* Begin Provided material *

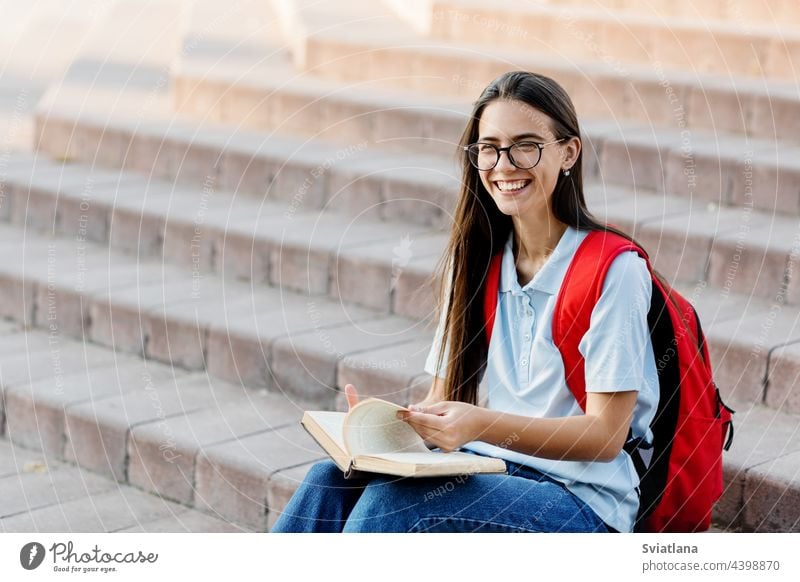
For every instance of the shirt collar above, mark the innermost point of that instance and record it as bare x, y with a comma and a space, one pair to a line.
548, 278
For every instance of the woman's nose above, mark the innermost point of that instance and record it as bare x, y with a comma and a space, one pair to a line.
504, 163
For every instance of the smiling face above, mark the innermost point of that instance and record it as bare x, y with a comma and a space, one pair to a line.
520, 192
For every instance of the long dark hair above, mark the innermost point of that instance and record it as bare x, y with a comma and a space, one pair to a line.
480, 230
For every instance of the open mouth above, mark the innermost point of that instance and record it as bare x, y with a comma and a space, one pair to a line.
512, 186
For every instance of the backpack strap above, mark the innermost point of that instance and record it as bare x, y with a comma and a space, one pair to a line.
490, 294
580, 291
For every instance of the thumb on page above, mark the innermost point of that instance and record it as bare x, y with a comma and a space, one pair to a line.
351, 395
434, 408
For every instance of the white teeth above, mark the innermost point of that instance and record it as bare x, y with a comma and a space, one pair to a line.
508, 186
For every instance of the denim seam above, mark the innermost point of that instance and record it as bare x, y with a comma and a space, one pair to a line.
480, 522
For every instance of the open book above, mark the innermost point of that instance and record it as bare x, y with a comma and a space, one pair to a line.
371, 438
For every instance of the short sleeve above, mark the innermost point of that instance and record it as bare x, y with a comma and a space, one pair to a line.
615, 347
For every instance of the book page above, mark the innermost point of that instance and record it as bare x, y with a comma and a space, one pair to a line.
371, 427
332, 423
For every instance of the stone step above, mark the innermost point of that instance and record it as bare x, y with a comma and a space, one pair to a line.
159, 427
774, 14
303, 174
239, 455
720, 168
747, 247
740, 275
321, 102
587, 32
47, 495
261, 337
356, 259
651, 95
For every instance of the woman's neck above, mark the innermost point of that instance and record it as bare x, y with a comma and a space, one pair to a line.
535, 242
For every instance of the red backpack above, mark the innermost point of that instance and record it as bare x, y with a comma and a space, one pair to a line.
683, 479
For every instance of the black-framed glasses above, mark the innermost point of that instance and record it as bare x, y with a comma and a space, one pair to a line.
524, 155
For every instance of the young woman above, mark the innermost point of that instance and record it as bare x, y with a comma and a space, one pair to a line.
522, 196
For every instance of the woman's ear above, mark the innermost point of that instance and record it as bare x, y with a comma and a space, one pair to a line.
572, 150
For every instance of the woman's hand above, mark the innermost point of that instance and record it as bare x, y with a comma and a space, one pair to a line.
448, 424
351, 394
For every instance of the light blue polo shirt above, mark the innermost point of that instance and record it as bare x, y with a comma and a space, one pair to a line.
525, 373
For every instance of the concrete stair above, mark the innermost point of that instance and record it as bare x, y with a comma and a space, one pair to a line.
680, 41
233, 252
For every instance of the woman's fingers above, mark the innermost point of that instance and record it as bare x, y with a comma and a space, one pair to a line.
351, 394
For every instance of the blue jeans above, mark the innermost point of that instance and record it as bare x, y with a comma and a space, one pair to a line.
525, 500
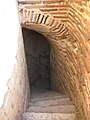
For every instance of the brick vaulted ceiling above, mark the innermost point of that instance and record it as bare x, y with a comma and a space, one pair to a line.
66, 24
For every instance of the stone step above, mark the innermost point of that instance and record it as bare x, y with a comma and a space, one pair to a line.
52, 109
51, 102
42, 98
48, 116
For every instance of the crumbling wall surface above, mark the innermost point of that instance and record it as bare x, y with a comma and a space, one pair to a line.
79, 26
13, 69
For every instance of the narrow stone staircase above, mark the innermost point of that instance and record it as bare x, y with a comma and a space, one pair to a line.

* End Provided material *

What is needed:
Each record above is to be restated exactly, with its pictures removed from the copy.

Worked answer:
For every instance of the shirt collar above, mark the innermost point of that instance and record it as bare x, y with a comma and a space, one pair to a line.
548, 278
For every instance of the woman's nose above, mark the innermost point of that instance and record it as bare x, y with a comma and a space, one pair to a line.
504, 163
For every instance of the smiling face above, mark the innermost point of that instance and record it as bare x, y with a comma and a space, one pair to a line.
520, 192
For every instance of the long dark hair above, mark the innermost point of that instance and record it as bare x, y with a comma and a space, one pair to a line.
480, 230
For every instance of the open mouth above, mark the innermost point of that instance and record it as bare x, y with a comma and a space, one pair to a line.
512, 186
For every instance of the backpack strap above, mark the innermost point of that instance and record it as bare x, y with a comma and a space, one pair to a line.
490, 294
580, 291
For every instance of the thumb on page above, mark the innermost point of that instance and record it as bare x, y with a comma and a space, one pair to a line.
351, 395
434, 408
For every instance of the white teeth above, mark the innermost point of that instance and record it as bare x, y with a comma and a space, one pair to a line.
508, 186
For every instance of the denim seam above, mark the innermost point of that instance and record it as bare x, y with a comma and a space, one pair to a line.
480, 522
For every instance of the open book above, mark the innermost point of that instance and record it as bare x, y with a comma and a space, one pair to a line.
371, 438
For every instance of the short sleeve above, mark the innermost point of that instance and record it as bare x, y with a comma and a space, one pair to a line.
615, 347
For every instance of the book page above, mark the innermost point of that instance and record it as bare x, y with a comma and a space, one pair to a line.
371, 427
332, 423
For every instance of the stone step above, mark the innermost point of that instance and record it as bare x, y with a comma and a space, one pair to a line.
159, 427
774, 14
303, 174
239, 455
720, 168
747, 247
740, 275
321, 102
587, 32
47, 495
261, 337
356, 259
651, 95
For every instance of the woman's neck above, mark the innermost point of that instance and record it as bare x, y with a comma and a space, one pair to a line.
535, 242
For every instance of the red backpack above, mark the innermost point of that instance and record it as bare x, y with a comma and a space, one pair to a line.
683, 479
For every instance of the black-framed glasses above, mark the innermost point of that instance and record it as bare x, y with a comma and a space, one pair to a line.
524, 155
For every instance of the young woman above, mark the innermost point of that instance and record it as bare x, y with a comma and a space, one pair to a line.
522, 196
For every instance of the woman's ear above, mark the innermost point of that instance and record it as bare x, y with a comma and a space, one pair to a line.
572, 150
For every instance of the woman's hand above, mark the innermost point of that instance and record it as bare x, y with a comma and a space, one pair to a line.
448, 424
351, 394
For every instance of the light blue polo shirt above, mark the innermost point of that instance and record it as bare x, y with a comma and a space, one pair to a line.
525, 373
For every instance of the concrete stair above, mark the innermost point of that instance and record it as bare x, y with a comma and a space, one pair to a line.
680, 41
233, 252
For every instance of the woman's fingers above, mark the innermost point of that instance and record it as bare x, y with a comma and a space, one pair to a line.
351, 394
For every instance of the blue jeans above, mark the innermost point of that instance and record it as bare x, y with a comma and a space, one pair to a line.
525, 500
For every instance of the brick vaulted ceiling above, mark the innermost point of that instance and record it as bare x, y with a comma and a space, one pair to a line.
66, 24
For every instance of the stone step above, mark the innermost point of that instance and record it as bare x, y with a comma and a space, one pair to a line.
52, 109
51, 102
42, 98
48, 116
For every instance of the crumbling wall surface above, mark the innermost point of that instance and record it as bare x, y with a comma and a space, one pair to a line.
79, 26
13, 69
For every instance of the narrow stone staircase above, mark the innermost point of that instance and record it as bare x, y with a comma and a space, one pair to a line.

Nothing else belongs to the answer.